Dataset records

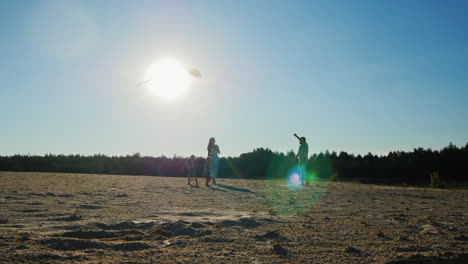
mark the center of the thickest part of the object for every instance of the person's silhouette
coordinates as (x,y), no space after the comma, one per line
(303,156)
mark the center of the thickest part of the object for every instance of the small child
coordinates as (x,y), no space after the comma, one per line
(207,171)
(190,169)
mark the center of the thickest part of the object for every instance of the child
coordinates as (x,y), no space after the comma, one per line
(207,171)
(190,169)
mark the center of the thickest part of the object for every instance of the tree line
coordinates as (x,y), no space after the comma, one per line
(397,167)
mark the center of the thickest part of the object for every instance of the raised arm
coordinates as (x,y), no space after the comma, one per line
(297,136)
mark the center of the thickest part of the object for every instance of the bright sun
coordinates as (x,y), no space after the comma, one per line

• [Written problem] Format each line of the material above as one string in a JSON list, leaving out blank lines and the picture.

• [Solved exercise]
[
  "mark the center of the thickest part of the object for every instance of the person's silhouette",
  "coordinates as (x,y), no space after the comma, one per line",
  "(303,156)",
  "mark the center of the thickest part of the object for every instance of the small child",
  "coordinates as (x,y), no space after the comma, one per line",
  "(207,171)",
  "(190,169)",
  "mark the center of the thickest part of the object for every instance of the child",
  "coordinates as (x,y), no space after the comma, one per line",
  "(207,171)",
  "(190,169)",
  "mark the center of the thickest part of the object for every instance of the tree line",
  "coordinates as (x,y), no space after the comma, one per line",
  "(397,167)",
  "mark the center of the thickest part of the object for every instance of the raised arm",
  "coordinates as (x,y), no space after the comma, one per line",
  "(297,136)",
  "mark the center of the thickest part of the object for every instance of the bright sun",
  "coordinates as (x,y), no space after the comma, one per line"
]